**Article**
In Bayesian method, a posterior can be either unimodal or multimodal. But, I cannot find any multimodal prior case yet.

I wonder if it is possible, and there is any case that is using multimodal prior.

  • 3
    $\begingroup$ The prior used to assess the next study (event, set of evidence, whatever) is the posterior from the previous Bayesian analysis (unless this is the very first one). Thus, if a posterior can be multimodal, next time's prior should be multimodal. $\endgroup$ – gung Dec 25 '16 at 18:05

Any distribution can be used as prior. The simplest example of commonly used bimodal prior is Jeffreys beta prior with parameters $\alpha=\beta=1/2$.

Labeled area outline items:
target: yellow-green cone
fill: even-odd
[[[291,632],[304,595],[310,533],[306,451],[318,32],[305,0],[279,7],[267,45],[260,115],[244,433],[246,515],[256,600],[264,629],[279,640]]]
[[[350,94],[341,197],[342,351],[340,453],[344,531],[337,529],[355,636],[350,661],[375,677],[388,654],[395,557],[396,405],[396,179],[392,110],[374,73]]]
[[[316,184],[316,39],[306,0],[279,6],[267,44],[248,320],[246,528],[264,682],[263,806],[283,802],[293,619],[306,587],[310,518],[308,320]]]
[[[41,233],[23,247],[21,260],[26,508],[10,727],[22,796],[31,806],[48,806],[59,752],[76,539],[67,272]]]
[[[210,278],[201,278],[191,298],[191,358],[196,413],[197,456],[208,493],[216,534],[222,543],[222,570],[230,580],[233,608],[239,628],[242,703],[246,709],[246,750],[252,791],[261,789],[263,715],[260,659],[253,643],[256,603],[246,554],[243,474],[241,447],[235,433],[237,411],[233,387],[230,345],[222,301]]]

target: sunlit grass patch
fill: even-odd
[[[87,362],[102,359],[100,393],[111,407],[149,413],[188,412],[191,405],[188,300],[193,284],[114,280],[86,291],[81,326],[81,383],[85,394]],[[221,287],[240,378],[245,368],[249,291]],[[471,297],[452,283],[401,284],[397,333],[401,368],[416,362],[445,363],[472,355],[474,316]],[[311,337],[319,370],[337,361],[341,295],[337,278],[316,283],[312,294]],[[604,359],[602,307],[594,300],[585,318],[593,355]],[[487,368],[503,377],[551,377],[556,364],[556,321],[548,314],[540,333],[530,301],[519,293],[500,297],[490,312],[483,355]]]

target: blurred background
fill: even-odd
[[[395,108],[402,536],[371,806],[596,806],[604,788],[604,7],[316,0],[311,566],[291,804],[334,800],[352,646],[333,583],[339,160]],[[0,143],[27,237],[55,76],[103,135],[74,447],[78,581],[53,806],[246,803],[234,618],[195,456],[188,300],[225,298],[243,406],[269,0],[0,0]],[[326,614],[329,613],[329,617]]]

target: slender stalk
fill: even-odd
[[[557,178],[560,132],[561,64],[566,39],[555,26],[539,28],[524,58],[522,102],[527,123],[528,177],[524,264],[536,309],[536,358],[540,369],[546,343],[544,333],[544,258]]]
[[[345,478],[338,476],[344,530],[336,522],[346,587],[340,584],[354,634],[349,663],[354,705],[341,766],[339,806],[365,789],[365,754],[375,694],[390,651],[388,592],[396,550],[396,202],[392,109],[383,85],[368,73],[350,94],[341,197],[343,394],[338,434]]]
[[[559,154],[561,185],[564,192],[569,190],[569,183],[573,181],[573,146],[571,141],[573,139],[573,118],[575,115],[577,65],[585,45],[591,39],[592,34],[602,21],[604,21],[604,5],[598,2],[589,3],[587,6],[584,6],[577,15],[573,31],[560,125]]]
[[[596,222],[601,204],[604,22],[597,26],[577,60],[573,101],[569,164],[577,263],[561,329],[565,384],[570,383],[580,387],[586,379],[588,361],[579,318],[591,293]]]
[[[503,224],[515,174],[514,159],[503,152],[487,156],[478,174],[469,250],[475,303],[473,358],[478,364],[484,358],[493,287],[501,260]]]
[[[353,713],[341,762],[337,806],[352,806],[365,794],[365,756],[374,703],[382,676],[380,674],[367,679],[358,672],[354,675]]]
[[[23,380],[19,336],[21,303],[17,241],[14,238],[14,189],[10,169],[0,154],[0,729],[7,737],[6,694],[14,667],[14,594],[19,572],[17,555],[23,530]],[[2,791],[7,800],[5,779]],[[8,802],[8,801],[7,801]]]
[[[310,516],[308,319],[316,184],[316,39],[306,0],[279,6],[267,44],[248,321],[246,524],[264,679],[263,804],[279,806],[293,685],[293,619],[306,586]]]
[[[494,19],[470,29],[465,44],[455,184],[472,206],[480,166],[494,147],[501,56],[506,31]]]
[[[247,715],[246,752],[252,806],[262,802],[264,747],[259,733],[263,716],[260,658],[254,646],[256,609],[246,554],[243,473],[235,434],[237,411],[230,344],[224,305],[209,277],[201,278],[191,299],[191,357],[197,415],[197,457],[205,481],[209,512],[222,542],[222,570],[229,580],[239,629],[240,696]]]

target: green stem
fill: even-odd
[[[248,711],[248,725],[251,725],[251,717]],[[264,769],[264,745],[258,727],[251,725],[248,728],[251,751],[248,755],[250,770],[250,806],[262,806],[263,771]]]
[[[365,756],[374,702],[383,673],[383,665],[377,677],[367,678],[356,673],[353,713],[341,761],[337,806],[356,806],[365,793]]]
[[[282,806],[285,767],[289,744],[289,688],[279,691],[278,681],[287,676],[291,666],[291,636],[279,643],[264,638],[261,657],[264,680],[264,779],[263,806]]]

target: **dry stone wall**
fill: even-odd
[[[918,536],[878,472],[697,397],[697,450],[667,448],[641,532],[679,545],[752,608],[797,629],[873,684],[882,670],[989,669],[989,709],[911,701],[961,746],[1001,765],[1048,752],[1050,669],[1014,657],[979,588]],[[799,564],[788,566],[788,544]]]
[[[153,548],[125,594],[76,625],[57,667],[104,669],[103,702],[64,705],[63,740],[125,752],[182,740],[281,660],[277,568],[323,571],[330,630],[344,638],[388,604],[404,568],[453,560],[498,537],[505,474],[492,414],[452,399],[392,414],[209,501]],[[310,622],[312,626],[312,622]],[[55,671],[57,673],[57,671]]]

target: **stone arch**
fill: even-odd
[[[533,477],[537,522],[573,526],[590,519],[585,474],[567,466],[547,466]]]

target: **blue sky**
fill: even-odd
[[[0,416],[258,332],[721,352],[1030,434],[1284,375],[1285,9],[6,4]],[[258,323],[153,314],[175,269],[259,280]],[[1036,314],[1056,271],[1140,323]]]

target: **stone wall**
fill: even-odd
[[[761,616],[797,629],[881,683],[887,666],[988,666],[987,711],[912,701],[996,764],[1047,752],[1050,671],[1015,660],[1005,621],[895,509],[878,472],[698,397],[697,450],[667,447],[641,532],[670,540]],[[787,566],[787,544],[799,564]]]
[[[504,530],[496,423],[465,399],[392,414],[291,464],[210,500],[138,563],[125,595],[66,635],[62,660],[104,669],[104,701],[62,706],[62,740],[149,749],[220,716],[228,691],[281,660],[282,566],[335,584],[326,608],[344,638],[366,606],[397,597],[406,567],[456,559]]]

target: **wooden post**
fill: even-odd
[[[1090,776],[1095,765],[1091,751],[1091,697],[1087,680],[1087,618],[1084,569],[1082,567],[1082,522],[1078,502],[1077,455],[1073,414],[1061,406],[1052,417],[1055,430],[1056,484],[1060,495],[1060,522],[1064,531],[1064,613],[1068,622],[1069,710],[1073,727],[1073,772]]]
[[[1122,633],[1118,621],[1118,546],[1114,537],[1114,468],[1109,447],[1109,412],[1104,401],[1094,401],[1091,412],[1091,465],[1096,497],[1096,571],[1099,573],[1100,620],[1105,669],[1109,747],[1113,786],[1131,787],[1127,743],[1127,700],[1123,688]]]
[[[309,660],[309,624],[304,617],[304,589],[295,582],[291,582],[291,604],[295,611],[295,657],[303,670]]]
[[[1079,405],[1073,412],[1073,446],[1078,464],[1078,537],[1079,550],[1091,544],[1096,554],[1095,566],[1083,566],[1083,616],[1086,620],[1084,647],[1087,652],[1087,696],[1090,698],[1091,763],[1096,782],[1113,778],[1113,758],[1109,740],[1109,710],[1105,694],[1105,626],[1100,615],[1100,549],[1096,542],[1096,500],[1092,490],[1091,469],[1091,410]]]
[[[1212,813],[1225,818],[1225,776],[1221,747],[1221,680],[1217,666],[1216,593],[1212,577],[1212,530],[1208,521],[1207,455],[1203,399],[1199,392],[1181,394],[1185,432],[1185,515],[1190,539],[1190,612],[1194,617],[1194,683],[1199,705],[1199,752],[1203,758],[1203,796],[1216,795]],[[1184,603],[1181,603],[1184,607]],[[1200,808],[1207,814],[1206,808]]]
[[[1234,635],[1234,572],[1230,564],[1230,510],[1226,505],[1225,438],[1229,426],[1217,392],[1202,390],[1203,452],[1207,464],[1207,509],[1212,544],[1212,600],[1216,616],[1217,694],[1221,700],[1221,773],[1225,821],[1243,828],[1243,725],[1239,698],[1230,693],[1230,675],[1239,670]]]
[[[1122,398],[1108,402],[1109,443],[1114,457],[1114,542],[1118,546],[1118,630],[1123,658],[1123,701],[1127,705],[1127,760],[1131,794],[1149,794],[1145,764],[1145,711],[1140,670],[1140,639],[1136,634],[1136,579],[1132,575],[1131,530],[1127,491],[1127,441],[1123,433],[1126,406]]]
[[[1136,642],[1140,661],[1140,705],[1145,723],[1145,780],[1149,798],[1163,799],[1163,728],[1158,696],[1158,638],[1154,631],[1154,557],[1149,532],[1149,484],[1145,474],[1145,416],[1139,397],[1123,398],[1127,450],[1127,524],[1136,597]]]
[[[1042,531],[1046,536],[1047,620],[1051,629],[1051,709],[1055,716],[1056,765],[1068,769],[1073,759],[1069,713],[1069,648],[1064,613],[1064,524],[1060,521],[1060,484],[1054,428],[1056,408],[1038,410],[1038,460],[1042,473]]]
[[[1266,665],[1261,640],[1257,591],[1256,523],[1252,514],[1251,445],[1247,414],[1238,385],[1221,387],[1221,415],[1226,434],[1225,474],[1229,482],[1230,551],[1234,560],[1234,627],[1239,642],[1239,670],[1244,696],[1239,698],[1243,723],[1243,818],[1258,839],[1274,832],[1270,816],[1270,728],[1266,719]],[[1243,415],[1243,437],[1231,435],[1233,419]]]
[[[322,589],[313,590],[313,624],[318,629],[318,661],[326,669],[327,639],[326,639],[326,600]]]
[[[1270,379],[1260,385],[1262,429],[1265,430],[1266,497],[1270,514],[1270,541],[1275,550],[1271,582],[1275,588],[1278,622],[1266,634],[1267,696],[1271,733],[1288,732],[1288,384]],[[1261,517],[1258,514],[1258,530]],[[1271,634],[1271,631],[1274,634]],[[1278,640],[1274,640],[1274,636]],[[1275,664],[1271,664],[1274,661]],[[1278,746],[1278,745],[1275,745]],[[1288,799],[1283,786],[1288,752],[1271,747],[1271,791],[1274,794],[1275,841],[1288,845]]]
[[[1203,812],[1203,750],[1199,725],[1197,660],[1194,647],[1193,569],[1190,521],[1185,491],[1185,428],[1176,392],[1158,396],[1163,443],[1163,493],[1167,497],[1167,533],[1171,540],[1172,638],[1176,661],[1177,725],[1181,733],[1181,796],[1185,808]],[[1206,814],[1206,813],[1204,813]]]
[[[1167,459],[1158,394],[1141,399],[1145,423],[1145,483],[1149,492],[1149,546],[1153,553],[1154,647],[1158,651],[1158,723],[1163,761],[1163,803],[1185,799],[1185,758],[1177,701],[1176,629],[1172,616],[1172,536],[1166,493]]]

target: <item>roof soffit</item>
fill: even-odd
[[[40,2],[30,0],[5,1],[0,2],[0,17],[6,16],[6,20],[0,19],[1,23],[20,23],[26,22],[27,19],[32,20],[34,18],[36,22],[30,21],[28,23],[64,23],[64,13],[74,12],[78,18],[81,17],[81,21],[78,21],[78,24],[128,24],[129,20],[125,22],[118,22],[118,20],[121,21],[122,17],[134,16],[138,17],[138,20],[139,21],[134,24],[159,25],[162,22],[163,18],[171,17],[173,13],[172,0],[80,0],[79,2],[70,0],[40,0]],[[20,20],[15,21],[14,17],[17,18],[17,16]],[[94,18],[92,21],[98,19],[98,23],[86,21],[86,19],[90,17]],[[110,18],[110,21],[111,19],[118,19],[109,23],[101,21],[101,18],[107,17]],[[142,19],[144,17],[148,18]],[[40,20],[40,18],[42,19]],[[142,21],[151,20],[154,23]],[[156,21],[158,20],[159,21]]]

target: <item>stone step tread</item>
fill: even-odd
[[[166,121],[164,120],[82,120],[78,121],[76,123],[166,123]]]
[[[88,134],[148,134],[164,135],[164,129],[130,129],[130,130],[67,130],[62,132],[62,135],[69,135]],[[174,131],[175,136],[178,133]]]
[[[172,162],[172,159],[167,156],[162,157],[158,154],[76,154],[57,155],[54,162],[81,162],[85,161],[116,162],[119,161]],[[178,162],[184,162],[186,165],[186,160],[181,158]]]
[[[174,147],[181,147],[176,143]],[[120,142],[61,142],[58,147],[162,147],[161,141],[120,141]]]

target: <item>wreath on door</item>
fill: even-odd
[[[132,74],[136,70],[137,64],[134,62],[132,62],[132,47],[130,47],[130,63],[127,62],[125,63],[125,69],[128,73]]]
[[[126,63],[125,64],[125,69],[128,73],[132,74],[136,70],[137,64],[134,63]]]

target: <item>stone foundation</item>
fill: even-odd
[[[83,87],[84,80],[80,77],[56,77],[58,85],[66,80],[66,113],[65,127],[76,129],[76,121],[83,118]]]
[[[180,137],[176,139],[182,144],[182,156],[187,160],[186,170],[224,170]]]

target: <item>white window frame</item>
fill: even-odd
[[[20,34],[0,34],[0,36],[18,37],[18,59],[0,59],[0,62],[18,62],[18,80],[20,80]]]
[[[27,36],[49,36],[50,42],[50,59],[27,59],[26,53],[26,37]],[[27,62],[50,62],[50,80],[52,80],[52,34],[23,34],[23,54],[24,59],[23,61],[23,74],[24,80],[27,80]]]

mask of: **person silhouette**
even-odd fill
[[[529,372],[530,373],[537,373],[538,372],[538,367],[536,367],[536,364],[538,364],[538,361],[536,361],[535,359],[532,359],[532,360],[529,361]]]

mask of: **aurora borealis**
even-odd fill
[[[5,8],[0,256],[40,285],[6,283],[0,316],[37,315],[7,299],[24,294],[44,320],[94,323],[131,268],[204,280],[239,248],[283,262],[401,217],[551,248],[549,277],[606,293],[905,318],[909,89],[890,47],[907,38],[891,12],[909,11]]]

**Job**
Return the passage of the multimodal-prior discussion that opens with the words containing "I wonder if" and closes with "with parameters $\alpha=\beta=1/2$.".

**Written answer**
I wonder if it is possible, and there is any case that is using multimodal prior.

  • 3
    $\begingroup$ The prior used to assess the next study (event, set of evidence, whatever) is the posterior from the previous Bayesian analysis (unless this is the very first one). Thus, if a posterior can be multimodal, next time's prior should be multimodal. $\endgroup$ – gung Dec 25 '16 at 18:05

Any distribution can be used as prior. The simplest example of commonly used bimodal prior is Jeffreys beta prior with parameters $\alpha=\beta=1/2$.